_Work task_
Apart from the pictures, reproduce the data below exactly as it stands.

Referring expression data:
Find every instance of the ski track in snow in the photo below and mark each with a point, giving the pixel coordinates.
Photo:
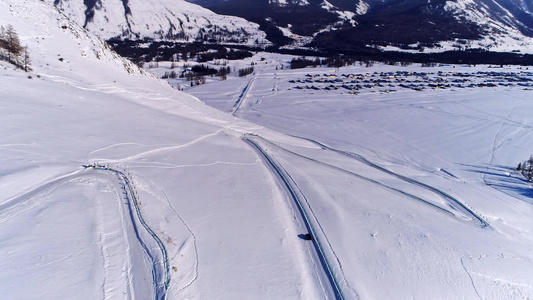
(454, 203)
(34, 198)
(241, 98)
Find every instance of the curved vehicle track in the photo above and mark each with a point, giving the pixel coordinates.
(451, 200)
(160, 270)
(293, 189)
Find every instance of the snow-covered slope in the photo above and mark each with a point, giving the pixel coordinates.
(70, 232)
(160, 19)
(440, 25)
(404, 195)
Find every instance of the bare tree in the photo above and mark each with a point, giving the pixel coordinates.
(13, 46)
(26, 59)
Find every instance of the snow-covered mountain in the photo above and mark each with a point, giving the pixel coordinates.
(160, 19)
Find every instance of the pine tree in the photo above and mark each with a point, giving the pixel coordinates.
(26, 59)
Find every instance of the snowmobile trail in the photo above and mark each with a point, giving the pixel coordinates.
(240, 100)
(160, 264)
(452, 201)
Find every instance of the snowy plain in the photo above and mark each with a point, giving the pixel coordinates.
(409, 194)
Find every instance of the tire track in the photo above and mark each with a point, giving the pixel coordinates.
(452, 201)
(160, 270)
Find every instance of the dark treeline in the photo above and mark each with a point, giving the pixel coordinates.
(11, 49)
(146, 50)
(399, 58)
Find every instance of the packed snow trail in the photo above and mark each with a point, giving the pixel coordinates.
(451, 200)
(160, 277)
(291, 188)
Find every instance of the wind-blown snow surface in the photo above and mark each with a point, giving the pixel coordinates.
(160, 20)
(400, 182)
(397, 188)
(66, 231)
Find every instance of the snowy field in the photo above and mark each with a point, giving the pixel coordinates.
(414, 191)
(406, 195)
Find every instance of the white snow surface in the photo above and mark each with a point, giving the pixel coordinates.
(397, 186)
(161, 19)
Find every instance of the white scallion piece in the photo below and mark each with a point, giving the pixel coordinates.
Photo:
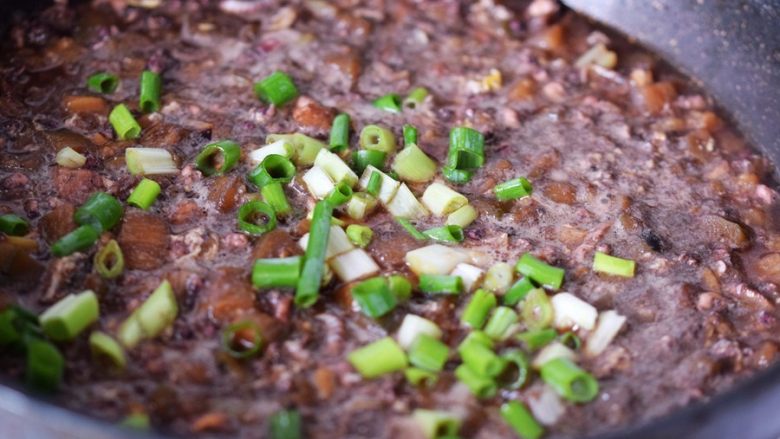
(435, 259)
(280, 147)
(338, 242)
(318, 182)
(353, 265)
(572, 311)
(607, 327)
(441, 200)
(388, 187)
(70, 158)
(412, 326)
(150, 161)
(552, 351)
(335, 167)
(469, 274)
(405, 205)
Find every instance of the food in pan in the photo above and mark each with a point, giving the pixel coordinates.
(371, 219)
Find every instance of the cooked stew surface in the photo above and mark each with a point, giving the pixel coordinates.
(605, 151)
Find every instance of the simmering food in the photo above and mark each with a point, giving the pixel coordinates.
(367, 218)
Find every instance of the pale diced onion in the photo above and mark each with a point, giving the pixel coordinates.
(353, 265)
(412, 326)
(318, 182)
(608, 326)
(571, 311)
(435, 259)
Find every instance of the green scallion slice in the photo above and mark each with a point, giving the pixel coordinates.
(123, 122)
(109, 261)
(101, 211)
(144, 195)
(218, 158)
(286, 424)
(45, 365)
(277, 89)
(242, 339)
(79, 239)
(277, 273)
(256, 217)
(378, 358)
(440, 284)
(540, 272)
(365, 157)
(308, 287)
(390, 102)
(410, 135)
(149, 92)
(103, 82)
(569, 381)
(13, 225)
(339, 133)
(72, 314)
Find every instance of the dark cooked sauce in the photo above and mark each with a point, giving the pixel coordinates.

_Expected answer_
Find every instance of the ski track in snow in the photo below and mark each with a point, giving the pixel coordinates.
Photo:
(454, 203)
(34, 198)
(241, 98)
Find every instance of the curved vehicle track in the photo above and mark each with a point, giving the pixel coordinates.
(451, 200)
(160, 270)
(293, 189)
Find every instance of the snow-covered slope in the photo above and mark each with a point, giving the pixel coordinates.
(70, 232)
(160, 19)
(440, 25)
(404, 195)
Find every instance of the bare tree in the photo above and mark each with a point, giving the pixel coordinates.
(13, 46)
(26, 59)
Find every instance of the snow-covered mountain in the photo above and mark each with a point, giving the pixel coordinates.
(160, 19)
Find every instance of the pine tree in the photo above and mark each with a point, giving the pixel coordinates.
(26, 59)
Find every instance of the snowmobile trail in the photo above and mark each with a point, giving the pixel coordinates.
(240, 100)
(160, 264)
(452, 201)
Find every instance of the snowy plain in the photo above and mark each with a point, giving the pixel coordinates.
(409, 194)
Find every instance of the tire track in the photo above and mark each with a point, giving the pixel coordinates.
(452, 201)
(160, 270)
Find every instance of the dark treeline in the photo above and mark each with a point, giving the pixel coordinates.
(11, 49)
(146, 50)
(399, 58)
Find every instance of the packed snow trail in the photo above and mark each with a point, giving the pixel coordinates.
(451, 200)
(160, 277)
(291, 188)
Find every instance of the wind-blown snow surface in the photo above and mark each with a point, giving the pixel coordinates.
(160, 20)
(400, 182)
(397, 188)
(66, 231)
Find every instance of the snowy field in the photo above and mark each with a point, giving the pixel coordinates.
(414, 191)
(406, 195)
Find every instance of the white snow surface in the photo above and mark each with a point, giving the pixel coordinates.
(397, 186)
(161, 19)
Find every instance of the white scallion piece in the photo below and mark each with a point, giving the pixel coordinates.
Photo:
(435, 259)
(280, 147)
(338, 242)
(318, 182)
(353, 265)
(572, 311)
(607, 327)
(441, 200)
(388, 187)
(70, 158)
(412, 326)
(150, 161)
(552, 351)
(335, 167)
(469, 274)
(405, 205)
Find every instance of the food in pan in the photo above and mark each with a point, giving the pixel coordinates.
(371, 219)
Find every instance of the cooked stew surface in the photo above and mark each with a point, giving the pixel coordinates.
(605, 151)
Find every instance of the simmering food in the photo above and mark each with a point, giving the pixel coordinates.
(367, 218)
Find every instance of the pale diced onion in the photo above and mark each with a point, giving the pixel coordinates.
(353, 265)
(412, 326)
(318, 182)
(608, 326)
(571, 311)
(435, 259)
Find every instance of the green scallion slice in the photo above and mark each with a point, giving the pixel coordinates.
(123, 122)
(109, 261)
(101, 211)
(144, 195)
(218, 158)
(286, 424)
(45, 365)
(277, 89)
(242, 339)
(79, 239)
(277, 273)
(256, 217)
(378, 358)
(440, 284)
(540, 272)
(365, 157)
(308, 287)
(390, 102)
(410, 135)
(149, 92)
(103, 82)
(569, 381)
(13, 225)
(339, 133)
(72, 314)
Find every instance of the dark cooked sauce in the photo above and mark each with a point, giving the pixel coordinates.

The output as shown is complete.